## Problem statement
Check the material that follows for the word "blue" and say how many lines contain it, with no other words.

## Source material
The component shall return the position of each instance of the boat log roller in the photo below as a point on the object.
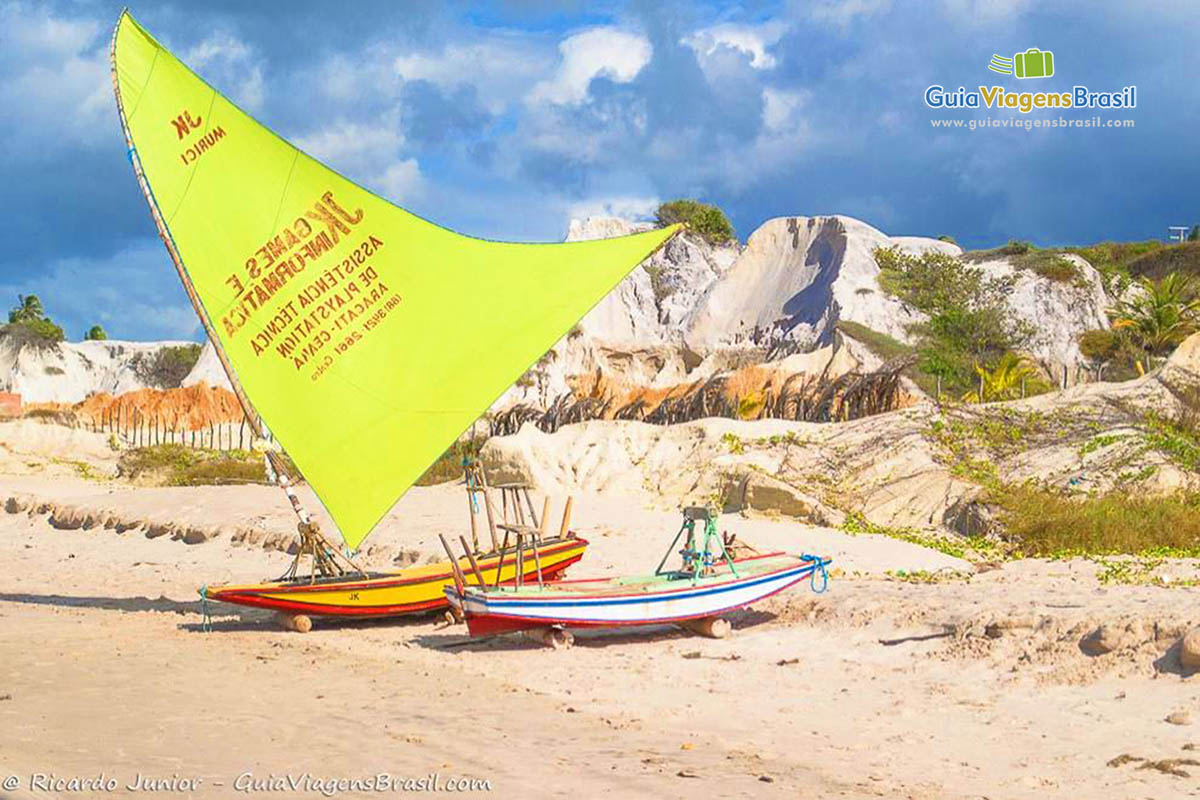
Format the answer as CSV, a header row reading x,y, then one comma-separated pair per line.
x,y
328,306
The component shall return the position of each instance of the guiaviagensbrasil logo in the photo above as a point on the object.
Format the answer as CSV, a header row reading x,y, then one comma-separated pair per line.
x,y
1032,62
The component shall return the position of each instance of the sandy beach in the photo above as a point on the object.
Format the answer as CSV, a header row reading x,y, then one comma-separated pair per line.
x,y
973,685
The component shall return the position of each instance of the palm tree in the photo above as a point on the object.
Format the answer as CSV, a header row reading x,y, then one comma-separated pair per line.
x,y
1003,382
1159,314
28,311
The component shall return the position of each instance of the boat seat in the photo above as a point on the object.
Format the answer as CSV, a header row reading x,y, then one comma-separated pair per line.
x,y
528,530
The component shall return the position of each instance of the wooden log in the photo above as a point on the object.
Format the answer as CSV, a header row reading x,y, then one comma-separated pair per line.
x,y
533,517
545,517
520,579
474,564
567,518
297,623
487,504
499,565
552,637
714,627
471,511
459,582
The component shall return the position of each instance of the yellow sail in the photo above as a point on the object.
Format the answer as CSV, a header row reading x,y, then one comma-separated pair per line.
x,y
365,337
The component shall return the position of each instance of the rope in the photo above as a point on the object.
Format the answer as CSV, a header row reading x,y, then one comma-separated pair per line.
x,y
207,625
819,564
471,485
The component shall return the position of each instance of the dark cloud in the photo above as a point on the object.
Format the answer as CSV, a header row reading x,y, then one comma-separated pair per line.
x,y
831,122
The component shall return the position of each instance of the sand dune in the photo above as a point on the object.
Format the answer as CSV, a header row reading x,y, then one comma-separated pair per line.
x,y
976,685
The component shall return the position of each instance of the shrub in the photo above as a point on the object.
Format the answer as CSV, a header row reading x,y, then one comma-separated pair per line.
x,y
1051,265
449,465
1045,522
168,366
36,332
1159,263
889,348
1099,344
28,324
702,218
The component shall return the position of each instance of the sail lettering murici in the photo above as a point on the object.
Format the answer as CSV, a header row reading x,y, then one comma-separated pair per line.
x,y
366,337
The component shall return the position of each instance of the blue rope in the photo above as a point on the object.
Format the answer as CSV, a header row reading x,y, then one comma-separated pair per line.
x,y
207,625
819,564
471,486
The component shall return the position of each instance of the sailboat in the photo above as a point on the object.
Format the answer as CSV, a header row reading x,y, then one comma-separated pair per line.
x,y
699,594
365,338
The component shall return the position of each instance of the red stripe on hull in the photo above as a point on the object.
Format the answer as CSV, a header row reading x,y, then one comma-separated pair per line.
x,y
322,609
495,624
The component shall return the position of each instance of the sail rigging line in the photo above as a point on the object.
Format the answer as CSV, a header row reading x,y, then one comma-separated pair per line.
x,y
361,425
251,414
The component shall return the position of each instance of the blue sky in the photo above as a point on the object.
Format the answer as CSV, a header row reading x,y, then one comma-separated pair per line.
x,y
507,119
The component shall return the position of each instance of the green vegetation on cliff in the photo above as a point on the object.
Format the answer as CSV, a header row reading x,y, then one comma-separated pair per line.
x,y
970,324
702,218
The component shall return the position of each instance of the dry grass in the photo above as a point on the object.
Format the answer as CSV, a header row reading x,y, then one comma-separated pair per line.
x,y
1047,523
180,465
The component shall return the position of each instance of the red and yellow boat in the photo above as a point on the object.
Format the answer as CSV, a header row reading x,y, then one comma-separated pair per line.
x,y
388,594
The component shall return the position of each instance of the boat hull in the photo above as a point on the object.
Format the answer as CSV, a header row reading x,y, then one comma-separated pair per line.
x,y
603,603
409,590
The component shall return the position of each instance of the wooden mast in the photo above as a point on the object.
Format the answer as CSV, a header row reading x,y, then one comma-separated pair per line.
x,y
311,539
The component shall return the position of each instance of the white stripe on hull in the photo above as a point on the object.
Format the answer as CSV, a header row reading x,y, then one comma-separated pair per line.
x,y
558,607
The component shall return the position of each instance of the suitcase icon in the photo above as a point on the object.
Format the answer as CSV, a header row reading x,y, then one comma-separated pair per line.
x,y
1033,64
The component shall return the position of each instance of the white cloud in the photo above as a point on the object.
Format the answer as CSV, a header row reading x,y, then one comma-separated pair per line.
x,y
231,66
984,12
54,83
843,12
624,206
600,52
355,148
501,67
780,107
753,41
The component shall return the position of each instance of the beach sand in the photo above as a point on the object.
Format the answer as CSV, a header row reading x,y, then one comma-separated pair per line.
x,y
970,686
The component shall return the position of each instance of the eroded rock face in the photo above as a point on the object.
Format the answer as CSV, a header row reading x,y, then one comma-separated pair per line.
x,y
1057,312
71,371
798,276
894,469
694,311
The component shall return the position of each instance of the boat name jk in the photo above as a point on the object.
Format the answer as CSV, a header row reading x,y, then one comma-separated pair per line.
x,y
328,280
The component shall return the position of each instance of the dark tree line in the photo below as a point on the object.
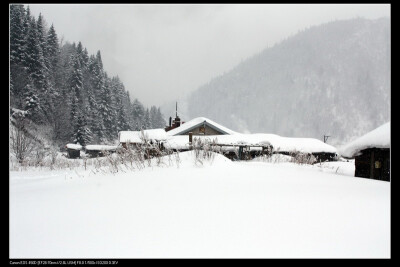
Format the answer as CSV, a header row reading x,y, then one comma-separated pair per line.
x,y
63,86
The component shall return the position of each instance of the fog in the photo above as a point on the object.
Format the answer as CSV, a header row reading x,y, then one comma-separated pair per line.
x,y
163,51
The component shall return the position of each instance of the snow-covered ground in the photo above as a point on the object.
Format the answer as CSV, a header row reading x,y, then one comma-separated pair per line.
x,y
221,210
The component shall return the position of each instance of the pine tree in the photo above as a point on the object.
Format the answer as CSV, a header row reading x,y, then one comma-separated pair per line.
x,y
82,134
137,114
34,58
146,123
17,39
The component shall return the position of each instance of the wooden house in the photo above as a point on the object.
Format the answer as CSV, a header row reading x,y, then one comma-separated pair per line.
x,y
371,153
200,126
99,150
149,140
73,150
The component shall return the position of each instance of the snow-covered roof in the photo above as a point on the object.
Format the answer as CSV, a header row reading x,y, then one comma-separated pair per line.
x,y
100,147
73,146
279,143
378,138
136,136
187,126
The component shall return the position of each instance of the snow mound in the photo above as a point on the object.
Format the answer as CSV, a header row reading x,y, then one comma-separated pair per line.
x,y
379,138
188,159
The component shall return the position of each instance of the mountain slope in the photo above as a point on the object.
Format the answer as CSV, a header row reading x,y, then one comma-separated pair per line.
x,y
330,79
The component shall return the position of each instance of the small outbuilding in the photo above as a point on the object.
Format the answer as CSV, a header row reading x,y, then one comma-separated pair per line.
x,y
73,150
153,136
371,153
99,150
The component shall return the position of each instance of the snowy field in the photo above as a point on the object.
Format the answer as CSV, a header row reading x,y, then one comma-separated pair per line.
x,y
220,210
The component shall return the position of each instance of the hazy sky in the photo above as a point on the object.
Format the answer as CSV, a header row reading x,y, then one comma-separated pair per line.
x,y
163,51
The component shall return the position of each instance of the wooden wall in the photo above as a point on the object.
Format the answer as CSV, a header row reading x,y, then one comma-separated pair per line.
x,y
373,163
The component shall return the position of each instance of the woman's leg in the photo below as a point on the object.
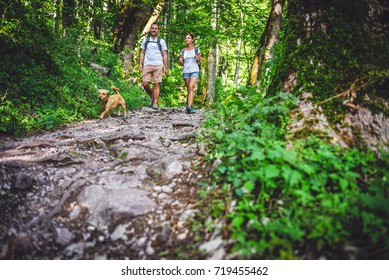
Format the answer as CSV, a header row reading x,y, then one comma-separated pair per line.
x,y
191,84
187,83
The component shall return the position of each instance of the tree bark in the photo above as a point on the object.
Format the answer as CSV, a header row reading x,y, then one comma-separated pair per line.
x,y
268,40
239,46
335,61
68,13
133,15
212,61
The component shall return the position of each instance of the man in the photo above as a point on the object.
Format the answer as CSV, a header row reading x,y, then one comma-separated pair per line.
x,y
153,58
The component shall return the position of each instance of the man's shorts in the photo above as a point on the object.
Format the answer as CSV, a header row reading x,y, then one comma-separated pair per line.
x,y
152,72
190,75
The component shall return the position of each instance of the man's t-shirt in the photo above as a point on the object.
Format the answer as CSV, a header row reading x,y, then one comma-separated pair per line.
x,y
153,55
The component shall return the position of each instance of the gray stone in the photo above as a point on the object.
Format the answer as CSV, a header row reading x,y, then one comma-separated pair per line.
x,y
63,236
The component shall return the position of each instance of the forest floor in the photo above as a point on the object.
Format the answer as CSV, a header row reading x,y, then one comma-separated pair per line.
x,y
117,188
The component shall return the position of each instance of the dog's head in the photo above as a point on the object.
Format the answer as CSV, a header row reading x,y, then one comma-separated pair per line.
x,y
103,95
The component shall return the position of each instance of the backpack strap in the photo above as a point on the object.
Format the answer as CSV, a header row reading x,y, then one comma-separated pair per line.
x,y
148,40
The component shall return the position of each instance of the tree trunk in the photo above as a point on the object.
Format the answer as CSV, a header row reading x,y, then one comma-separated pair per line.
x,y
57,16
68,13
268,40
212,61
335,61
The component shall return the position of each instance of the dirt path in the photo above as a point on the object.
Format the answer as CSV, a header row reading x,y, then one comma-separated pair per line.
x,y
103,189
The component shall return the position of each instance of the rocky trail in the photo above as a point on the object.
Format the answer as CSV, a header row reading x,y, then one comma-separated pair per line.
x,y
118,188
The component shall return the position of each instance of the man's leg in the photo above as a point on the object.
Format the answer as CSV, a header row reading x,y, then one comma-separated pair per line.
x,y
148,89
157,90
157,75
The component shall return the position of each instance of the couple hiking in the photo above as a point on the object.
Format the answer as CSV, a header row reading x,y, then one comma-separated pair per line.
x,y
154,61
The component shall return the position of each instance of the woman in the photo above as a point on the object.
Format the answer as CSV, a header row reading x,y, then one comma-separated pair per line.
x,y
191,60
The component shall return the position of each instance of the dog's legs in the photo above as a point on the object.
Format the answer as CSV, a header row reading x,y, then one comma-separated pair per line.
x,y
103,114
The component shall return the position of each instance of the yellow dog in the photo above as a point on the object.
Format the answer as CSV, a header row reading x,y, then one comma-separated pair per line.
x,y
110,102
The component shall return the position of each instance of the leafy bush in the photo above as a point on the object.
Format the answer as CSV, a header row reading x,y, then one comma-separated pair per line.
x,y
308,200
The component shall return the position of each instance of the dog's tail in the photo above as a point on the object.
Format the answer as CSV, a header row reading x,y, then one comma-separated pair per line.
x,y
115,89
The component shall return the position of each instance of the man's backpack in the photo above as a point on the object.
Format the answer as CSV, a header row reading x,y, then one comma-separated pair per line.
x,y
158,42
196,52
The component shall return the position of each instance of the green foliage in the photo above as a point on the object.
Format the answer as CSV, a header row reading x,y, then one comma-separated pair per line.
x,y
287,202
343,46
45,79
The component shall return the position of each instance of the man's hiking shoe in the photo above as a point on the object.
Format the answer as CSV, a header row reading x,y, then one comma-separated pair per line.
x,y
151,102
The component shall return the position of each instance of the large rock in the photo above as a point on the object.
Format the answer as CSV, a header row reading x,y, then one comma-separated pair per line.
x,y
114,198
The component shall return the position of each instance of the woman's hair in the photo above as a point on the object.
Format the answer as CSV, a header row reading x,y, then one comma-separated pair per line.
x,y
191,35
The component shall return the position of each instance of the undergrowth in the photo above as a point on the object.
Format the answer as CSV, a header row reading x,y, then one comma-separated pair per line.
x,y
307,199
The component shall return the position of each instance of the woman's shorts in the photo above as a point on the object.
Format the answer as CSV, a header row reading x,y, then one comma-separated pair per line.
x,y
190,75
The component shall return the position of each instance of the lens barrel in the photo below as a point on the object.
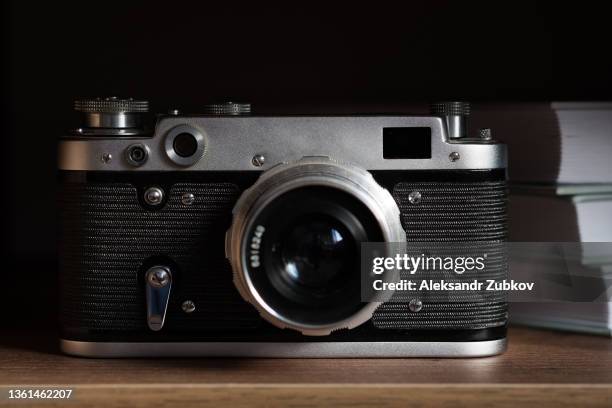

## Solution
2